Possibilidade de extensão de benefícios fiscais na jurisdição constitucional

Breno J. A. Góes Cruz

A possibilidade de o Poder Judiciário estender o alcance de benefícios fiscais para alcançar sujeitos não expressamente abrangidos pelo texto normativo é antiga, e há muito recebe orientação consolidada da Suprema Corte rechaçando a tese, com fundamento, em especial, na necessidade de lei específica (artigo 150, §6 da CF), e no argumento da conformidade funcional, impedindo o Judiciário de atuar como “legislador positivo”, em respeito à separação de Poderes.

O dogma da vedação da atuação como legislador positivo foi reproduzido ao decorrer do tempo, sendo evidenciado, por exemplo, no julgamento do RE 405.579/PA:

“Ementa: CONSTITUCIONAL. TRIBUTÁRIO. IMPOSTO DE IMPORTACAO. PNEUS. BENEFÍCIO FISCAL. REDUÇÃO DE 40% DO VALOR DEVIDO NAS OPERAÇÕES REALIZADAS POR MONTADORAS. PEDIDO DE EXTENSÃO A EMPRESA DA ÁREA DE REPOSIÇÃO DE PNEUMÁTICOS POR QUEBRA DA ISONOMIA. IMPOSSIBILIDADE. LEI FEDERAL 10.182/2001. CONSTITUIÇÃO FEDERAL (ARTS. 37 E 150, II). CÓDIGO TRIBUTÁRIO NACIONAL (ART. 111). Sob o pretexto de tornar efetivo o princípio da isonomia tributária, não pode o Poder Judiciário estender benefício fiscal sem que haja previsão legal específica. No caso em exame, a eventual conclusão pela inconstitucionalidade do critério que se entende indevidamente restritivo conduziria à inaplicabilidade integral do benefício fiscal. A extensão do benefício àqueles que não foram expressamente contemplados não poderia ser utilizada para restaurar a igualdade de condições tida por desequilibrada. Precedentes. Recurso extraordinário provido” [1].

■ ■ ■ ■ ■

## TAREFAS PROPOSTAS
(a) Redigite o trecho sobre benefícios fiscais começando em "Breno J. A." e terminando em "separação de Poderes.".
(b) Segundo a ementa do RE 405.579/PA citada no trecho, de quanto era a redução do valor devido nas operações realizadas por montadoras?
Os registros abaixo são um material independente do trecho.

## DADOS DO CONJUNTO
■ ■ ■ ■ ■

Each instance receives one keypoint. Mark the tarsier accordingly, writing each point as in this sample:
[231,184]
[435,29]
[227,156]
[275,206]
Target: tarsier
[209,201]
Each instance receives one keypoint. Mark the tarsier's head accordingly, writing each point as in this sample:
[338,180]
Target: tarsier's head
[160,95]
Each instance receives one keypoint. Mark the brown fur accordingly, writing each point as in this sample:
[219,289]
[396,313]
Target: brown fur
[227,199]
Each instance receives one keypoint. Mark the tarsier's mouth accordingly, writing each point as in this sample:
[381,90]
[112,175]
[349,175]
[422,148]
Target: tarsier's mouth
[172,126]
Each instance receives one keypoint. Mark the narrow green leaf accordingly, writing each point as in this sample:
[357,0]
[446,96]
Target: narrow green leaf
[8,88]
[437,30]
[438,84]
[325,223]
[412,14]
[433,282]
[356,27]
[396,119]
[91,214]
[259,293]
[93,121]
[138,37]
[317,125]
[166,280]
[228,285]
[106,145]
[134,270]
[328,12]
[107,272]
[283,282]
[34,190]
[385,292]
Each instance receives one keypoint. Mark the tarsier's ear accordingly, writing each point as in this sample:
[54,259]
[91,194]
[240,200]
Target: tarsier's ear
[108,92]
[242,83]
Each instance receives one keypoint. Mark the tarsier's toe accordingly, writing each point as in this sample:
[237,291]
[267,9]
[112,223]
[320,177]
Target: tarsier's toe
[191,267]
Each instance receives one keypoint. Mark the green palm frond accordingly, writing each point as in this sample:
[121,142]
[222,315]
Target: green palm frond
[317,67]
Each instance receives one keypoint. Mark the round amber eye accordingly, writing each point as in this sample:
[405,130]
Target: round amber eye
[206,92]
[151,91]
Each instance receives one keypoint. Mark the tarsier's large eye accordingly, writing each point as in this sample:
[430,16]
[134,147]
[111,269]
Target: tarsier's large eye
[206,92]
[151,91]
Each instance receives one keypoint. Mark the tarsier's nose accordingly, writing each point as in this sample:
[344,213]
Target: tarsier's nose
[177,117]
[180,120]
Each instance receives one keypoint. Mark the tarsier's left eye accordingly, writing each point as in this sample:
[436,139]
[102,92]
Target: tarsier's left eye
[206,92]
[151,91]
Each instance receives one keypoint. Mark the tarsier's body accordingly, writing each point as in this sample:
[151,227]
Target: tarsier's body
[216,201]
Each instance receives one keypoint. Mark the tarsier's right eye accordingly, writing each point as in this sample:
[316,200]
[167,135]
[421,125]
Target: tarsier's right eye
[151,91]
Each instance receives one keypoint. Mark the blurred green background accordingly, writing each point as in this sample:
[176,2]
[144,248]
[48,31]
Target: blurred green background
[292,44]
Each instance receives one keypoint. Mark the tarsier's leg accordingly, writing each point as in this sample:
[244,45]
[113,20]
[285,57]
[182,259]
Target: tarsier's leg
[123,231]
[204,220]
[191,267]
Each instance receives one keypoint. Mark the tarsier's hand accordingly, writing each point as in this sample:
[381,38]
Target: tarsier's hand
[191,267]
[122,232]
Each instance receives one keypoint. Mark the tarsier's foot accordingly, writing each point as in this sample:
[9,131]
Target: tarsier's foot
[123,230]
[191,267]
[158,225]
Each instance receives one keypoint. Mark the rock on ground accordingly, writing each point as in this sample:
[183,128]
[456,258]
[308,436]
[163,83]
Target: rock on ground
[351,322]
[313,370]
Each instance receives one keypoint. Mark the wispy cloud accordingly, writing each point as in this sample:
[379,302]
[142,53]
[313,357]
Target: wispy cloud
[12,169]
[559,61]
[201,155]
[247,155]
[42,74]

■ ■ ■ ■ ■

## RESULTADOS DAS TAREFAS
(a)
Breno J. A. Góes Cruz

A possibilidade de o Poder Judiciário estender o alcance de benefícios fiscais para alcançar sujeitos não expressamente abrangidos pelo texto normativo é antiga, e há muito recebe orientação consolidada da Suprema Corte rechaçando a tese, com fundamento, em especial, na necessidade de lei específica (artigo 150, §6 da CF), e no argumento da conformidade funcional, impedindo o Judiciário de atuar como “legislador positivo”, em respeito à separação de Poderes.

(b) De 40% do valor devido.